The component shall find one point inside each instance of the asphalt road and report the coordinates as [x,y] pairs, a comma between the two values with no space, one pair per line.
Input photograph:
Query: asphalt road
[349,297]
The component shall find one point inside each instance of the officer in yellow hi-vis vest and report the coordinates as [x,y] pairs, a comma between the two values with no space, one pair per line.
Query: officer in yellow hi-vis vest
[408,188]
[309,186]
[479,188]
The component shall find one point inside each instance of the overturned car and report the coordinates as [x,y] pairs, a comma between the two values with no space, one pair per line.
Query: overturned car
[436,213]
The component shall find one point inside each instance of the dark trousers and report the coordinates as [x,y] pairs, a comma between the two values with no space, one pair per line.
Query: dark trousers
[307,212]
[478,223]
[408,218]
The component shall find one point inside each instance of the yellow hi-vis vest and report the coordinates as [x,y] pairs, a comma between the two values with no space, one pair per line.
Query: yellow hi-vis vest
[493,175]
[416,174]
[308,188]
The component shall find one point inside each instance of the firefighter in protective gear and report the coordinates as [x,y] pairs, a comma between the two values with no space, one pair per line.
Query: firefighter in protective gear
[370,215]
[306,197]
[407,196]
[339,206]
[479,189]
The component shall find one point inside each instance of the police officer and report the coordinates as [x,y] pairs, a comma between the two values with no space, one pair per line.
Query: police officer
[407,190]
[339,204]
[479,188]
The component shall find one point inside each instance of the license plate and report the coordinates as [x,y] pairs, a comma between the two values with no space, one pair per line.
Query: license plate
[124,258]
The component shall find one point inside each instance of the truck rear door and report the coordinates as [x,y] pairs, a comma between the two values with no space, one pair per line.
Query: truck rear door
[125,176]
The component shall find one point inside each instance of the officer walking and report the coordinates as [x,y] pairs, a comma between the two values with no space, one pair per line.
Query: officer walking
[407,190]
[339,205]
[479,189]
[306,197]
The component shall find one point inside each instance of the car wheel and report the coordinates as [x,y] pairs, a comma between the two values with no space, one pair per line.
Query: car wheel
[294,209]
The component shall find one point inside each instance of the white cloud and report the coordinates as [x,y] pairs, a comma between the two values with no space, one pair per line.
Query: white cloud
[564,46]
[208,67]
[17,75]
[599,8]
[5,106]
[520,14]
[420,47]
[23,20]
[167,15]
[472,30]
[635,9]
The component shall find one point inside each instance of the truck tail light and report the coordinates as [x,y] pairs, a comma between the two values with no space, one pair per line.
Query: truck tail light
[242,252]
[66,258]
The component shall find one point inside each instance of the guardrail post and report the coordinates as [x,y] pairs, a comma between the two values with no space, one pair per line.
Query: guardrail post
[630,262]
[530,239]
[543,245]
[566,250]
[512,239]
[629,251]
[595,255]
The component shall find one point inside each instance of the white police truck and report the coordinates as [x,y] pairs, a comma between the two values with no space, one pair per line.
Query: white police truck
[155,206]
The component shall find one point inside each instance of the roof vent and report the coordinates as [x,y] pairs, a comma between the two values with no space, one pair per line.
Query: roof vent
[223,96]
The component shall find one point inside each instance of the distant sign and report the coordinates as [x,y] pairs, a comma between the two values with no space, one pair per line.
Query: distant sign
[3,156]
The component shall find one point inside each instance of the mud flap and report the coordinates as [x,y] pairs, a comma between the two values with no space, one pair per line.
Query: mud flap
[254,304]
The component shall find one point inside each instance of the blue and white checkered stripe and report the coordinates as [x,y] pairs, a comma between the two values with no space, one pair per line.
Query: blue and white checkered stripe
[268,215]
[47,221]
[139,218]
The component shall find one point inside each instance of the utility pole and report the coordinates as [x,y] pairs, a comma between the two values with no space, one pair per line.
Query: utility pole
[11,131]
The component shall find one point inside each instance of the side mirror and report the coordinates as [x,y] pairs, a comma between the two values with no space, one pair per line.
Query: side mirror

* * * * *

» THE TASK
Begin with the line holding "of the utility" and end with the last line of the material. Write out those lines exactly, and only those.

» TASK OUTPUT
The component shall find one point inside each instance of the utility pole and report the coordinates as [x,y] pairs, a comma between the two values with no space, one pair per line.
Query: utility pole
[11,131]
The component shall find one point inside each instance of the side mirror and report the coordinates as [x,y] pairs, a comma between the two values with no space, one pair per line.
Query: side mirror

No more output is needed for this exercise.